### YOUR GOAL
Repeat word for word everything from the line containing "Please mark the knee" to the end of the listing, first and last lines included, and only that.

### TASK INPUTS
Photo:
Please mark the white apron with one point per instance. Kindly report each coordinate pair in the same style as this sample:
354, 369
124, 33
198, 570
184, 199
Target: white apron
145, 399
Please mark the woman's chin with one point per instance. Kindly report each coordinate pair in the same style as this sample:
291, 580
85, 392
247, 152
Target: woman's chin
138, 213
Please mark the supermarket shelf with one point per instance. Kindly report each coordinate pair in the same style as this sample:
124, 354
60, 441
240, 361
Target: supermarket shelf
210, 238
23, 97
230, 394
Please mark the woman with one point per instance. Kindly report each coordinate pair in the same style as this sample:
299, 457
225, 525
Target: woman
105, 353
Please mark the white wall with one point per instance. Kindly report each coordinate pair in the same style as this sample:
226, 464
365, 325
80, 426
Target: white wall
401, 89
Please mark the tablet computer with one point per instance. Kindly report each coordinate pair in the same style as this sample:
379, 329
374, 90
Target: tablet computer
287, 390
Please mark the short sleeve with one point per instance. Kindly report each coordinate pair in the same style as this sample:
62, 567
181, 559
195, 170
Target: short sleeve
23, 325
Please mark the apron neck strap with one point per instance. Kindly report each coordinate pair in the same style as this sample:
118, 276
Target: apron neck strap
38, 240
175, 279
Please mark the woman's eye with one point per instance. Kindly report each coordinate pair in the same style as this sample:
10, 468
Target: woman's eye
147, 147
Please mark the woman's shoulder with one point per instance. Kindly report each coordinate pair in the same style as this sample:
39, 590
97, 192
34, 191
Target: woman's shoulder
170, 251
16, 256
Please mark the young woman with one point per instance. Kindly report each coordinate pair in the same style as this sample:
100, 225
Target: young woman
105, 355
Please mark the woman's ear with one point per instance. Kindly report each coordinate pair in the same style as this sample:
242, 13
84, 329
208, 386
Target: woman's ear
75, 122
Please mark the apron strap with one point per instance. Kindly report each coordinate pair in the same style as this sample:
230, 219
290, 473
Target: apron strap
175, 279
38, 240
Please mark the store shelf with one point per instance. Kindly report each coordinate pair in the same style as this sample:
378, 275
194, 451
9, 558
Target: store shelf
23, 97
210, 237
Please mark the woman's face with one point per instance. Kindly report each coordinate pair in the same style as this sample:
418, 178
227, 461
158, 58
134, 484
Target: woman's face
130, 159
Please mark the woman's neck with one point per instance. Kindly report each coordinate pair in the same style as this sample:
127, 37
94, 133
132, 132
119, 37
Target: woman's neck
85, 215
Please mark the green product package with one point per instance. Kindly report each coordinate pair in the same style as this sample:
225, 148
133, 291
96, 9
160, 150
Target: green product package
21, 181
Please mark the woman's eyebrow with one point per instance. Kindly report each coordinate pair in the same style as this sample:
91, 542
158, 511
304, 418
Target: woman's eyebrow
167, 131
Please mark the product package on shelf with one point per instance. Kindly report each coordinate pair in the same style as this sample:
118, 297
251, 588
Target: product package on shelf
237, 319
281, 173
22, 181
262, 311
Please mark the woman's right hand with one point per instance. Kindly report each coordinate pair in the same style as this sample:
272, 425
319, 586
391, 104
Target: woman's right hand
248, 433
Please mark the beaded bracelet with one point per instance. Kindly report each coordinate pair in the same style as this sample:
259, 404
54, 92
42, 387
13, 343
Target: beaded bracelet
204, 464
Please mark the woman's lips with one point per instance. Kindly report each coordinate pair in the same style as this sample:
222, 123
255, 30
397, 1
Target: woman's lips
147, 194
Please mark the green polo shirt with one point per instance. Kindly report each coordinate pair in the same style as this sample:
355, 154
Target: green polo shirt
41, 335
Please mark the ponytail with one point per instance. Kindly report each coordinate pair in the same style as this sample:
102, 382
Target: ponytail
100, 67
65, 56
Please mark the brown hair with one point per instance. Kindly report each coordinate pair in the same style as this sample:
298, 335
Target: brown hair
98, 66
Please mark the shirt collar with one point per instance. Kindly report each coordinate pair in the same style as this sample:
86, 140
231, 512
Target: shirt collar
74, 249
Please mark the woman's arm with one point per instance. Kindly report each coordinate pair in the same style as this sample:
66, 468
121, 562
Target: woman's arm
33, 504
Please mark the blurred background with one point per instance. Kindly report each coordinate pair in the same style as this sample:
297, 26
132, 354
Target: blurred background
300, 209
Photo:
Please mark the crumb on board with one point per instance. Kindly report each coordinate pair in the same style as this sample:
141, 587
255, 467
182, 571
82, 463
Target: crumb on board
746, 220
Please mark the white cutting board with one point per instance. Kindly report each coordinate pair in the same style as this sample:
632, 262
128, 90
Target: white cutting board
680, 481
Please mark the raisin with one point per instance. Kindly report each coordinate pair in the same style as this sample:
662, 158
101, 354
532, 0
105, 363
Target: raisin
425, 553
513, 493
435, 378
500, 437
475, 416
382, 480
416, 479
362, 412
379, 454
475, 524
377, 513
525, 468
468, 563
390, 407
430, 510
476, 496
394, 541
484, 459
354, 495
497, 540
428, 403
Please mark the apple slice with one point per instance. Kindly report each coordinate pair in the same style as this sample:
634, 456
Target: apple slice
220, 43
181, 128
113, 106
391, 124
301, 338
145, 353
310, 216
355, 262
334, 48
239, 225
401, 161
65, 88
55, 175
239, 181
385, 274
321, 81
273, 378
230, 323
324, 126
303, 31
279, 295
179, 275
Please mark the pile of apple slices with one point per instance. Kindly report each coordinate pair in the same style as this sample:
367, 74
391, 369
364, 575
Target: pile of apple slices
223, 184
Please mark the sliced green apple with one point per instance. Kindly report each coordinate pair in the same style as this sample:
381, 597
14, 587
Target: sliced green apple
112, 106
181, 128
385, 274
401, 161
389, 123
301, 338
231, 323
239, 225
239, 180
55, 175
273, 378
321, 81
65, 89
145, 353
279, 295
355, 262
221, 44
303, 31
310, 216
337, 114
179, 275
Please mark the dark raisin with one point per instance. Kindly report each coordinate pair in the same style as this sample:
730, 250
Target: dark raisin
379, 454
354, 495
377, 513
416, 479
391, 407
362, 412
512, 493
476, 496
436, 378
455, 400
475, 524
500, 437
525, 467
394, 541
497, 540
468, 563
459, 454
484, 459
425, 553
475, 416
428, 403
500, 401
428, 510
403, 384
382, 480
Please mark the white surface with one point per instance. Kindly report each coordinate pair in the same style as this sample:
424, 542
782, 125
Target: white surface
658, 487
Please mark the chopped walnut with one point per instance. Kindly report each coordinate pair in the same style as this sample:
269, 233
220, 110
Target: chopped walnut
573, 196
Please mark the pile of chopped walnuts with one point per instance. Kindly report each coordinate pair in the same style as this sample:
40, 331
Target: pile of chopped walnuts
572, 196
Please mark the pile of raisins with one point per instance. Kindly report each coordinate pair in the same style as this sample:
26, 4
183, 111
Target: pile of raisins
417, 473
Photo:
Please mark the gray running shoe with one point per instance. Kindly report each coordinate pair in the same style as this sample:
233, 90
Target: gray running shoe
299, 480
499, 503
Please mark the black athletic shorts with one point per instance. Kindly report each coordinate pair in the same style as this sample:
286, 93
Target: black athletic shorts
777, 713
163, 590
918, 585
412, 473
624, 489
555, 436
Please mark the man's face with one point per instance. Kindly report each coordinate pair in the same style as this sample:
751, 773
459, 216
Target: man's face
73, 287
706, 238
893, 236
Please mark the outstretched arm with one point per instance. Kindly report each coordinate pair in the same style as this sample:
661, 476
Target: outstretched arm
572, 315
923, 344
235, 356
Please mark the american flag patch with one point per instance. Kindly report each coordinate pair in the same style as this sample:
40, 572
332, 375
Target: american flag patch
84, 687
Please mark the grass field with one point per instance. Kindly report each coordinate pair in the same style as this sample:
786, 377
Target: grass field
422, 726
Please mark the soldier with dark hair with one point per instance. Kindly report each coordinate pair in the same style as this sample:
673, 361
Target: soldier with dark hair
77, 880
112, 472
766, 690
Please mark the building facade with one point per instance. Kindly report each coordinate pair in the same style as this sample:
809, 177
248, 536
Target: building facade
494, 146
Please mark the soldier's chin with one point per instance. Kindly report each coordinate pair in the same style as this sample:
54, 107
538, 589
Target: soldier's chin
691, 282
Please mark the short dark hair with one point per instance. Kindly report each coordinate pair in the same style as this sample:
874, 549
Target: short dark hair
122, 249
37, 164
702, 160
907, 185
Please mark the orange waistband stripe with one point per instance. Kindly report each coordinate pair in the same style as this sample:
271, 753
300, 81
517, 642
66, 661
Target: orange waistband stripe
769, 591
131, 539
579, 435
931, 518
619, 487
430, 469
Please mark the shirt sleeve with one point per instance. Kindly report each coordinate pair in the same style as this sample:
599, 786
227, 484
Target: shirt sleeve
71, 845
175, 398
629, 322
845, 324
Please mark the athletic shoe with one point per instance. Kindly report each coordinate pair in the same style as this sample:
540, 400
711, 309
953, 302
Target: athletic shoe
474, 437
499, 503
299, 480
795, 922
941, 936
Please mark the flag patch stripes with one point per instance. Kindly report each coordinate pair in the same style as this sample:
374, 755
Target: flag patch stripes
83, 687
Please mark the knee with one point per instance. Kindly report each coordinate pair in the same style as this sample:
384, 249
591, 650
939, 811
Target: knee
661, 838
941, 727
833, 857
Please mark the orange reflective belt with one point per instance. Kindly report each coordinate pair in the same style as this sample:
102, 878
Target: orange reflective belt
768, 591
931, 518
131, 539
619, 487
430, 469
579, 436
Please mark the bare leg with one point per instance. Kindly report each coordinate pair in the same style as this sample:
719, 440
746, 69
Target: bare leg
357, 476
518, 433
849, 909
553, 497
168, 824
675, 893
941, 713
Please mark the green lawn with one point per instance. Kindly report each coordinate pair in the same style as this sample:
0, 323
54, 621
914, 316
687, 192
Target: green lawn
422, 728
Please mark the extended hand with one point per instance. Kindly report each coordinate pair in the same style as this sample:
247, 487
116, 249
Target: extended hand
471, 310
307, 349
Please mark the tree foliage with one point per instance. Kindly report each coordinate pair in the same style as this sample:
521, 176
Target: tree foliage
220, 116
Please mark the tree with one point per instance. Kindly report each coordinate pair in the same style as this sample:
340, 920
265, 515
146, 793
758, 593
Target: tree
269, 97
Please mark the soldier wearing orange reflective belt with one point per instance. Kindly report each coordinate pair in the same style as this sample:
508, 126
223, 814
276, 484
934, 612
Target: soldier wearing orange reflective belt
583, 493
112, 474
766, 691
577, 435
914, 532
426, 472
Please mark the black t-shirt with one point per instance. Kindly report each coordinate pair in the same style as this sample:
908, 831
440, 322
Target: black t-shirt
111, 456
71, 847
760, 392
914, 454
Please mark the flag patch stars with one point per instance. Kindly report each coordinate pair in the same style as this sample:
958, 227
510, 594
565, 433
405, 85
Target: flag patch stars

### ANSWER FOR THIS EXERCISE
Please mark the knee with one point per instance. Kindly report each coordinate pair in the same style as this sample:
384, 249
591, 650
939, 811
Target: knee
661, 838
941, 727
833, 857
Please mark the orange reflective belt with one point per instance. Kindly report each coordinate pair in the same style as this sample:
102, 878
Target: orange reflective belt
768, 591
931, 518
131, 539
619, 487
430, 469
579, 436
Please mark the bare leg with one point per instance. Kindly report each coordinate pair in the same style as this sample:
719, 440
746, 69
Target: bare leg
357, 476
518, 433
849, 909
553, 497
168, 824
675, 893
941, 713
Please mark the green lawn with one point per instance. Kindly report each coordinate pair in the same style as this sample:
0, 323
54, 621
914, 316
687, 192
Target: green lawn
422, 728
Please mark the extended hand with one point per instance. Kindly report each coordinate pair in the same style as this sample:
247, 487
116, 249
Target: extended hand
471, 310
307, 349
Please mark the tree foliage with one point per instance. Kindly report each coordinate pair in the same style as this sample:
521, 176
Target: tree foliage
220, 116
Please mark the tree with one point per instance. Kindly report each coordinate pair in the same style as this sample:
340, 920
265, 515
146, 793
758, 593
Target: tree
269, 97
Please mark the soldier wearing orange reflective belt with one point per instance. Kindly report each coordinate pair in the same style as this sample:
508, 126
223, 814
276, 484
934, 612
Target: soldier wearing orange reflective belt
583, 493
112, 474
766, 691
577, 435
914, 532
426, 472
Please mark the black t-shirt with one point per instance. Kindly report each coordinate pair in the same style as this sample:
908, 831
440, 322
Target: black t-shirt
111, 456
71, 847
760, 392
914, 454
Please mark the flag patch stars with one point per instance. Kindly report each coordinate pair in the same style as this sample:
958, 227
510, 594
565, 433
405, 85
Target: flag patch stars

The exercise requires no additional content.